___ Raw data

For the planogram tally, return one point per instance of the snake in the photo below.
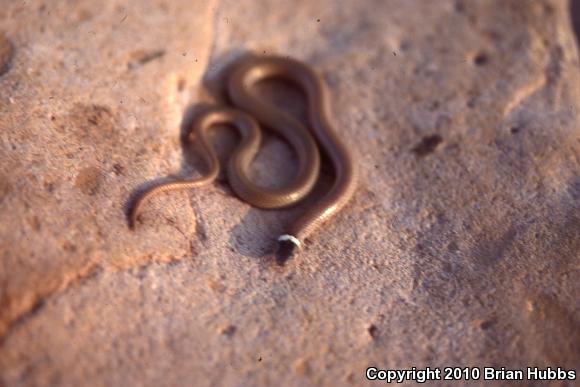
(249, 113)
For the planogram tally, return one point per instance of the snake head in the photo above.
(288, 245)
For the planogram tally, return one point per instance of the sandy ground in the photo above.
(460, 247)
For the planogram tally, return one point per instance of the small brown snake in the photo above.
(251, 110)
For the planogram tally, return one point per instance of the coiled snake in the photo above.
(250, 110)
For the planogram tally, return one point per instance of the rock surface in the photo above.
(461, 246)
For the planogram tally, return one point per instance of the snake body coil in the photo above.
(242, 92)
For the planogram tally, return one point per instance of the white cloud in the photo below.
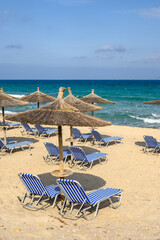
(106, 57)
(150, 12)
(154, 58)
(14, 46)
(110, 48)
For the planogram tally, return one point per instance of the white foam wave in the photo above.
(17, 95)
(146, 120)
(7, 112)
(155, 115)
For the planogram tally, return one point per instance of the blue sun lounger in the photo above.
(36, 189)
(44, 131)
(75, 195)
(9, 141)
(78, 135)
(80, 156)
(28, 129)
(12, 146)
(151, 144)
(100, 140)
(9, 124)
(53, 152)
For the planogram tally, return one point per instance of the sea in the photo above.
(129, 96)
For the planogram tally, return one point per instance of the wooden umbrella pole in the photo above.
(4, 129)
(60, 149)
(71, 135)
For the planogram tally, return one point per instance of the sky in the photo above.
(80, 39)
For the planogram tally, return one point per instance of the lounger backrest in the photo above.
(52, 149)
(97, 135)
(151, 142)
(33, 183)
(76, 133)
(26, 126)
(1, 144)
(78, 153)
(72, 190)
(40, 129)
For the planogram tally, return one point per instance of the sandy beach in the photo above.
(128, 168)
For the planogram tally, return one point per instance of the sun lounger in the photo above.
(151, 144)
(45, 132)
(9, 141)
(100, 140)
(11, 147)
(53, 152)
(28, 129)
(35, 188)
(9, 124)
(75, 195)
(79, 136)
(80, 156)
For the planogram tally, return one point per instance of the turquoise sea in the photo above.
(129, 96)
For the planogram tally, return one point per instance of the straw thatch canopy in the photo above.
(9, 101)
(157, 102)
(79, 104)
(38, 97)
(93, 98)
(61, 114)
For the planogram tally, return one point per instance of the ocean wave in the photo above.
(146, 120)
(8, 112)
(17, 95)
(155, 115)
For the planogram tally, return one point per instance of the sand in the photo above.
(128, 168)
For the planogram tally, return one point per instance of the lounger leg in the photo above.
(96, 212)
(119, 202)
(54, 202)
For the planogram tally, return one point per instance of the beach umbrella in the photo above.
(93, 98)
(38, 97)
(58, 113)
(81, 106)
(157, 102)
(8, 101)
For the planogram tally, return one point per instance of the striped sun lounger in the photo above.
(100, 140)
(10, 147)
(53, 152)
(80, 156)
(36, 192)
(76, 196)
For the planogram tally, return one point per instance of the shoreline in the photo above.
(127, 168)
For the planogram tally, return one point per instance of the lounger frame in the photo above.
(30, 199)
(68, 206)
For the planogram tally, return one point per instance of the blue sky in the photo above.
(80, 39)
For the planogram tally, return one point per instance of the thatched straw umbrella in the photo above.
(157, 102)
(61, 114)
(38, 97)
(8, 101)
(93, 98)
(81, 106)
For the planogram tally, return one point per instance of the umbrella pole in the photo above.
(71, 135)
(60, 149)
(4, 129)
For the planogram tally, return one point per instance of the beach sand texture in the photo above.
(128, 168)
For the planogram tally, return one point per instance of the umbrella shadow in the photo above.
(88, 181)
(141, 144)
(88, 150)
(22, 139)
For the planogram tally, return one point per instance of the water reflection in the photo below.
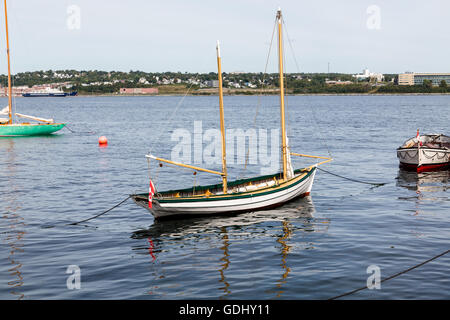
(225, 261)
(297, 216)
(428, 186)
(11, 220)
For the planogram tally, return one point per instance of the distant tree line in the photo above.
(110, 82)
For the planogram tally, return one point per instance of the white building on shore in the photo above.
(369, 75)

______

**Exercise prompt:**
Repeat all of the data above word for word, minus the pictures.

**Result for this exercise:**
For the planogram tally, return one point per instance of the snake in the photo below.
(249, 113)
For the planogram tally, return one point per instance of the snake head in the photo above.
(288, 245)
For the planogram tally, return one point per instance of the sandy ground in the photo above.
(460, 247)
For the planogram tally, return one point per instance of the small brown snake in the photo above.
(251, 110)
For the planogram tally, return one point per instance of the coiled snake in the photo above.
(250, 110)
For the planogram tally, return one point per instance of the rock surface in the photo above.
(461, 246)
For the planogram tally, return one point per instance of the snake body coil in the photo above.
(242, 92)
For the planogram tally, return one point per instance of the white cloud in the photo below.
(106, 57)
(150, 12)
(154, 58)
(14, 46)
(110, 48)
For the planogram tally, return one point per instance of the white foam wave in the photo above.
(17, 95)
(146, 120)
(7, 112)
(155, 115)
For the planogram tally, return one point per instance of the blue sun lounger in the photo above.
(36, 189)
(44, 131)
(75, 195)
(9, 141)
(78, 135)
(80, 156)
(28, 129)
(12, 146)
(151, 144)
(100, 140)
(9, 124)
(53, 152)
For the planogram tally, return one point per instance of the sea in the photo above.
(129, 96)
For the planogram tally, return one point per instance of the wooden umbrella pole in the photo above.
(4, 129)
(60, 149)
(71, 135)
For the planogram tally, return one point per instance of the sky in the photo above.
(80, 39)
For the planogram tally, return one point per instance of the lounger backrest in the photo above.
(52, 149)
(97, 135)
(151, 142)
(33, 183)
(76, 133)
(26, 126)
(1, 144)
(78, 153)
(72, 190)
(40, 129)
For the planogram tally, return one point per instance of the sandy beach in the photo above.
(128, 168)
For the planogram tally, return one point per instance of the sun lounger in the photo above.
(151, 144)
(45, 132)
(9, 141)
(100, 140)
(11, 147)
(53, 152)
(28, 129)
(35, 188)
(9, 124)
(75, 195)
(79, 136)
(80, 156)
For the planogram tally, return one point per instance of the turquoise sea in the photo above.
(129, 96)
For the planogram tally, return one point per instance of the straw thatch canopy in the photo above.
(9, 101)
(157, 102)
(79, 104)
(38, 97)
(93, 98)
(61, 114)
For the planogram tally, return one point per instance of the ocean wave in the photo above.
(146, 120)
(8, 112)
(17, 95)
(155, 115)
For the planogram tally, return one point per instance of the sand in the photo above.
(128, 168)
For the planogram tally, return one point per instance of the lounger leg in the photo above.
(96, 212)
(119, 202)
(54, 202)
For the planogram tally, return one point per instance of the beach umbrella in the photo above.
(93, 98)
(38, 97)
(58, 113)
(81, 106)
(157, 102)
(8, 101)
For the planogram tally, return one point per instance of the striped sun lounger in the photo above.
(100, 140)
(10, 147)
(53, 152)
(80, 156)
(36, 192)
(76, 196)
For the planogram tally, return one point per instance of the shoreline in the photo above.
(127, 168)
For the planogram tally, return one point per instance of the lounger frame in the photo above.
(30, 199)
(68, 206)
For the planogram tally, return one point per instance of the blue sky in the photo above.
(80, 39)
For the planogram tally, return one point per instance of the thatched straw umbrella in the photo above.
(157, 102)
(61, 114)
(38, 97)
(8, 101)
(93, 98)
(81, 106)
For the planogram tally, return one point per instance of the umbrella pole in the photo above.
(71, 135)
(60, 149)
(4, 129)
For the planogram tally, return one point per instance of the beach sand texture in the photo above.
(128, 168)
For the planogram tally, return one point per instance of the umbrella shadow in the photo above.
(88, 181)
(141, 144)
(88, 150)
(22, 139)
For the planogram tally, return one point per instance of the water reflection in the photo below.
(225, 261)
(297, 216)
(428, 186)
(11, 220)
For the planogram tally, return one point per instance of the distant tree line in the photo above.
(110, 82)
For the planogram tally, return one point per instance of the white building on shore in the photo above.
(369, 75)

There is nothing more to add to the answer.